Contributor: Evelyn Fay Leinbach, February 24, 2004


 

Captain Lee Howell is credited with developing the railroad and bringing railroad jobs to Evansville, Indiana.  He was a born-and-bred Southerner from Lauderdale County, Alabama, whose father, Phillip, was a farmer.  His mother, the former Mary “Polly” Wesson, and father married in Lauderdale County on September 15, 1825.  Polly was born in South Carolina and Phillip was born in Tennessee, but both came to northwest Alabama before they married.

 

According to daughter, Emma, Captain Lee was born on May 18, 1840. Census sources put his birth around 1842.  He was one of Phillip and Polly’s eight children and their youngest son. In the 1850 federal census schedule for Lauderdale County, Alabama, he was listed as 8-year-old Levi in the Phillip Howell household.

Challenges>
a) Answer these questions about the text on Captain Lee Howell.
(i) In what state was his father, Phillip, born?
(ii) On what date did his parents marry?
(iii) What first name was he listed under in the 1850 federal census schedule?
b) Please turn the records, from their first line through the line containing "(457, 1018)", into a Markdown table with the columns Row and Line, numbering each row and leaving out blank lines.

(Dataset items)

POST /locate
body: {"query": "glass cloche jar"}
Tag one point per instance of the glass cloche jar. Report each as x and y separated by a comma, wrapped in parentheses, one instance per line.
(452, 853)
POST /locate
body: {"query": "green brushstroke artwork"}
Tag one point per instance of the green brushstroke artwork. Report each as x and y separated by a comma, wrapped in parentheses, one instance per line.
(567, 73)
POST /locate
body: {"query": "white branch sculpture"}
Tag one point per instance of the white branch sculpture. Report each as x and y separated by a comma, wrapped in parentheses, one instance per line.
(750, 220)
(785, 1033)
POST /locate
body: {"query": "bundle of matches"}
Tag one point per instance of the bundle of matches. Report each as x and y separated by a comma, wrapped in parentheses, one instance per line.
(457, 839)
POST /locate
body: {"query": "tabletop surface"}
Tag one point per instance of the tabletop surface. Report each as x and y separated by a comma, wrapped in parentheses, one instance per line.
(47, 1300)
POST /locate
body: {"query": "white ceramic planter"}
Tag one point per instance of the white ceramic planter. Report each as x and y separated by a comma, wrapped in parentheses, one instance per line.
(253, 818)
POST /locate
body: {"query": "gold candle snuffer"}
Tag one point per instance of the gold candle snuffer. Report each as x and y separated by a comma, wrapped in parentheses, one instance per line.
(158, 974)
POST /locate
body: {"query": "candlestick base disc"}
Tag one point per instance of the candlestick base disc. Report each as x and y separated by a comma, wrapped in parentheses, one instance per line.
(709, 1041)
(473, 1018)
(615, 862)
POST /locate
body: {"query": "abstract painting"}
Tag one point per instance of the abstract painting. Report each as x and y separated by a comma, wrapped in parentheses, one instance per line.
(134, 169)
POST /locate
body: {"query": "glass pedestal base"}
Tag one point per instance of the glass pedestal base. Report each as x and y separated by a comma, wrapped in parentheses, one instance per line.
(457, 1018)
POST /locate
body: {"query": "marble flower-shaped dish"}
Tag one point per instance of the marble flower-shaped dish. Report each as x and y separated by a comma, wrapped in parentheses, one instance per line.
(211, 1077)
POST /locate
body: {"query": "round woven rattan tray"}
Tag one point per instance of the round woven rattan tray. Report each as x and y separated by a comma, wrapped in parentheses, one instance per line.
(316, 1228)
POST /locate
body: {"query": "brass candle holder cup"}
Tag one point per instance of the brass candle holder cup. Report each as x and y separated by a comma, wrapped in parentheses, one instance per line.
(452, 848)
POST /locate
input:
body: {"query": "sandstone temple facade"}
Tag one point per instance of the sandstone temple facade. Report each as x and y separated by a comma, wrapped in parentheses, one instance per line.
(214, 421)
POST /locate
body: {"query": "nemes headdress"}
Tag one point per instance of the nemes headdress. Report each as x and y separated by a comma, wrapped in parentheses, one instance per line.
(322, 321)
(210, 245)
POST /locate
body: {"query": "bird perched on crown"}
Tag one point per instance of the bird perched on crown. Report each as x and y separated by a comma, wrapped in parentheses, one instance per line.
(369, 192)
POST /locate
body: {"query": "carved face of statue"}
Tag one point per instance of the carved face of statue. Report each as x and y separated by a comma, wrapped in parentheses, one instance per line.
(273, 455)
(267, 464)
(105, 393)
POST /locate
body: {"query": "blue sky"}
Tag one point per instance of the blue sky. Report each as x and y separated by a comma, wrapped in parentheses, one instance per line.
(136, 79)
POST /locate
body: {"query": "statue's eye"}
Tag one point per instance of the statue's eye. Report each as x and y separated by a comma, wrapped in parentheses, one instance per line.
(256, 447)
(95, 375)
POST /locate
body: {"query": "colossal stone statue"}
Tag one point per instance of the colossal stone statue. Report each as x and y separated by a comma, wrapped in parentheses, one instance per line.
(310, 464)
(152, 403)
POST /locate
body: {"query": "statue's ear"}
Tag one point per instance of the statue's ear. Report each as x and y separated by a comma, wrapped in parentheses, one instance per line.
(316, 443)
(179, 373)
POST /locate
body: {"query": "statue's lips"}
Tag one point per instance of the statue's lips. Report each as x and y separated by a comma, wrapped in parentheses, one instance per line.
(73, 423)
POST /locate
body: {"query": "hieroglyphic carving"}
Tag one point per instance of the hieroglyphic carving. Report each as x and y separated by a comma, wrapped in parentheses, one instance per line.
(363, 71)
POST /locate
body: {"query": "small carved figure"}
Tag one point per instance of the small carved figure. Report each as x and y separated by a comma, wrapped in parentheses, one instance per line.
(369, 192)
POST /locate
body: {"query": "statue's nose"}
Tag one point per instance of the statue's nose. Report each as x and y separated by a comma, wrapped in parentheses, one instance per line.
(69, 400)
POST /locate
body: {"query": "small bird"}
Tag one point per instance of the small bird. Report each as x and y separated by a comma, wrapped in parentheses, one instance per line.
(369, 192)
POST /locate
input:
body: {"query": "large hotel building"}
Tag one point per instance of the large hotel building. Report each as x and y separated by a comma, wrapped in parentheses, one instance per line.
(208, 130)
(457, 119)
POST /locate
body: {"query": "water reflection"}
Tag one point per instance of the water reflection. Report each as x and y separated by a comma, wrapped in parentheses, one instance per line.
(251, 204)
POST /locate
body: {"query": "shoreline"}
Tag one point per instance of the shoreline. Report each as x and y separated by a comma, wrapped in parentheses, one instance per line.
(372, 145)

Exercise solutions>
a)
(i) Tennessee
(ii) September 15, 1825
(iii) Levi

b)
| Row | Line |
|---|---|
| 1 | POST /locate |
| 2 | body: {"query": "glass cloche jar"} |
| 3 | Tag one point per instance of the glass cloche jar. Report each as x and y separated by a comma, wrapped in parentheses, one instance per line. |
| 4 | (452, 853) |
| 5 | POST /locate |
| 6 | body: {"query": "green brushstroke artwork"} |
| 7 | Tag one point per instance of the green brushstroke artwork. Report each as x and y separated by a comma, wrapped in parentheses, one instance per line. |
| 8 | (567, 73) |
| 9 | POST /locate |
| 10 | body: {"query": "white branch sculpture"} |
| 11 | Tag one point per instance of the white branch sculpture. Report each as x and y separated by a comma, wrapped in parentheses, one instance per line. |
| 12 | (750, 220) |
| 13 | (785, 1033) |
| 14 | POST /locate |
| 15 | body: {"query": "bundle of matches"} |
| 16 | Tag one point per instance of the bundle of matches. Report each as x and y separated by a comma, wrapped in parentheses, one instance per line. |
| 17 | (457, 839) |
| 18 | POST /locate |
| 19 | body: {"query": "tabletop surface"} |
| 20 | Tag one point per instance of the tabletop surface. Report each as x and y separated by a comma, wrapped in parentheses, one instance per line. |
| 21 | (47, 1300) |
| 22 | POST /locate |
| 23 | body: {"query": "white ceramic planter"} |
| 24 | Tag one point per instance of the white ceramic planter. Report each as x and y separated by a comma, wrapped in parentheses, one instance per line. |
| 25 | (253, 818) |
| 26 | POST /locate |
| 27 | body: {"query": "gold candle snuffer"} |
| 28 | Tag one point per instance of the gold candle snuffer. Report each as x and y separated by a comma, wrapped in parentheses, one instance per line. |
| 29 | (158, 974) |
| 30 | POST /locate |
| 31 | body: {"query": "candlestick base disc"} |
| 32 | Tag one point per instance of the candlestick base disc. Report each as x and y separated by a comma, wrapped in parentheses, one instance per line. |
| 33 | (709, 1041) |
| 34 | (473, 1018) |
| 35 | (615, 862) |
| 36 | POST /locate |
| 37 | body: {"query": "abstract painting"} |
| 38 | Tag one point per instance of the abstract painting. Report each as x and y separated by a comma, wrapped in parentheses, one instance per line. |
| 39 | (134, 169) |
| 40 | POST /locate |
| 41 | body: {"query": "glass pedestal base"} |
| 42 | Tag one point per instance of the glass pedestal base. Report each as x and y separated by a comma, wrapped in parentheses, one instance per line. |
| 43 | (457, 1018) |